#### Page
□ □ □ □ □

Procès Jawad : « je vous invite à ressentir l’agonie »

Retour sur l’audience du logeur de Daesh : les parties civiles.

paru dans lundimatin#134, le 21 février 2018

Le 14 février dernier, au bout de trois semaines d’audience, le tribunal de Paris a rendu son jugement dans l’affaire du « logeur de Daesh ». Après 27 mois de prison et deux ans et demi de moqueries Jawad Bendaoud a été relaxé. Les deux autres prévenus, Mohamed Soumah et Youssef Aït Boulahcen, ont écopé respectivement de 5 et 4 ans de prison. Le parquet, qui avait requis quatre années de détention à l’encontre de Jawad Bendadoud, a fait appel.

Cette relaxe de Bendaoud a passablement surpris, voire scandalisé les observateurs. Lui-même ne l’aurait pas prédit, à l’audience il avait eu ces mots : « Je parie à 80 % que je vais être condamné. Il y a l’opinion publique, les familles des victimes... ». Beaucoup souhaitaient la condamnation du « logeur », soit par conviction de sa culpabilité et donc de sa pleine conscience d’avoir aidé les responsables des tueries du 13 novembre, soit plus prosaïquement parce que le personnage semblait trop vilain pour être remis en liberté.
Afin de compléter notre article qui rendait compte des trois premiers jours d’audience et du traitement médiatique de l’affaire, il nous a paru important, le jugement rendu, de revenir sur la suite de ce procès et sur une autre présence marquante, celle des parties civiles.

Même si tout le monde s’accordait à dire et à répéter que ce procès « n’[était] pas le procès du 13 novembre », le nombre de personnes s’étant constituées parties civiles était remarquable : plus de 600, représentées par plus de 90 avocats. À la barre, deux catégories de victimes se sont succédées : celles directement en lien avec les tueries du 13 novembre, et celles du 18 novembre, prises dans l’assaut par le RAID de l’immeuble de Saint-Denis. Si le statut de victime fût indiscutable pour les familles et proches des personnes tuées ou blessées au Bataclan, ce sésame de la reconnaissance allait plus difficilement de soi pour les Dionysiens. Avant de revenir sur cet écart de distinction, il faut commencer par comprendre la présence impressionnante des parties civiles au procès.

□ □ □ □ □

#### Consigne
Veuillez citer tel quel le passage de l'article ci-dessus sur le procès Jawad qui commence par les mots contenant « Retour sur l’audience » et se termine par « a fait appel. ».

Annotations des contours d'objets:

□ □ □ □ □

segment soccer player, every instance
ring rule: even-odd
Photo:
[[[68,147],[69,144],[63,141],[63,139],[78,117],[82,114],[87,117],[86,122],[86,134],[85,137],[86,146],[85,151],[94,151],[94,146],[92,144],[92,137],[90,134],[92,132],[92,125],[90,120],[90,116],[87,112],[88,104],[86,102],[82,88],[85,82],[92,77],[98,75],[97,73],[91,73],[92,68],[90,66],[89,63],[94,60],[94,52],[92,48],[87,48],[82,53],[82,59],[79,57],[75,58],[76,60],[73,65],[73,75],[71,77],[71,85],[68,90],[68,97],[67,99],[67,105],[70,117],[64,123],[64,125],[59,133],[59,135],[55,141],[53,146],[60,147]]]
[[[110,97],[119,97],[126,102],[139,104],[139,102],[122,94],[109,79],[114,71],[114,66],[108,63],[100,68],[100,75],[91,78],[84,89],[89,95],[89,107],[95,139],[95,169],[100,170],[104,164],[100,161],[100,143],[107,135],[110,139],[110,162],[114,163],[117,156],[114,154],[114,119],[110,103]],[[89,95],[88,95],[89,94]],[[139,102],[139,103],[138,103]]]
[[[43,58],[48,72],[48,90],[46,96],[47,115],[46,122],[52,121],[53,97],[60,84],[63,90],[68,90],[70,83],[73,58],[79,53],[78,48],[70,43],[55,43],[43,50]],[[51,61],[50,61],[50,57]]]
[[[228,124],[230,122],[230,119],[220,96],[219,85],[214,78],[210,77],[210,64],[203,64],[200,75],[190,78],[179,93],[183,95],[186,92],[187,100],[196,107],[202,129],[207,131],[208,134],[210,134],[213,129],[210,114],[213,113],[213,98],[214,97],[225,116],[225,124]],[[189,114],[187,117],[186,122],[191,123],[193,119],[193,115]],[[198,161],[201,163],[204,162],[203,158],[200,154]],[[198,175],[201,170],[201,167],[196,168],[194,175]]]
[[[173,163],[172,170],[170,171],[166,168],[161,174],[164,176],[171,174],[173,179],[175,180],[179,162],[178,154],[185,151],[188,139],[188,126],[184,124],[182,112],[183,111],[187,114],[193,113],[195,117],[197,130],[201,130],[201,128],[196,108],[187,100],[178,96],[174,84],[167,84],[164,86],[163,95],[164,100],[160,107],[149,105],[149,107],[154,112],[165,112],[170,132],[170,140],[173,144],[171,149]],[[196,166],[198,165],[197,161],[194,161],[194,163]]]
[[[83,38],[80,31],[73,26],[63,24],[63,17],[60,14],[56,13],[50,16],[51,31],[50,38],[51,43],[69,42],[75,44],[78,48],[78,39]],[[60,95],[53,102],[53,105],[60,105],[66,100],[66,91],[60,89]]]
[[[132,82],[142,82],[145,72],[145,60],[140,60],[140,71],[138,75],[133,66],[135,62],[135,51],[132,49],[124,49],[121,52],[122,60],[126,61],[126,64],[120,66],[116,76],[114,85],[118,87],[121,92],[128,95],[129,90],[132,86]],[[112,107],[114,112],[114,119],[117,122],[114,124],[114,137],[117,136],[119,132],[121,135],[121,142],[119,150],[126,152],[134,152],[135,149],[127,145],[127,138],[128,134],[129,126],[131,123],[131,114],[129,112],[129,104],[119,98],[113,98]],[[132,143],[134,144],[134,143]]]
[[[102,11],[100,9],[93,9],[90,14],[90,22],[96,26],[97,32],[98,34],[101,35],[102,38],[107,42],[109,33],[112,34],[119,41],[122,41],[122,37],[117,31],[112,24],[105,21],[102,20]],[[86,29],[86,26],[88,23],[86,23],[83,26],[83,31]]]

□ □ □ □ □

#### Résultat obtenu
Retour sur l’audience du logeur de Daesh : les parties civiles.

paru dans lundimatin#134, le 21 février 2018

Le 14 février dernier, au bout de trois semaines d’audience, le tribunal de Paris a rendu son jugement dans l’affaire du « logeur de Daesh ». Après 27 mois de prison et deux ans et demi de moqueries Jawad Bendaoud a été relaxé. Les deux autres prévenus, Mohamed Soumah et Youssef Aït Boulahcen, ont écopé respectivement de 5 et 4 ans de prison. Le parquet, qui avait requis quatre années de détention à l’encontre de Jawad Bendadoud, a fait appel.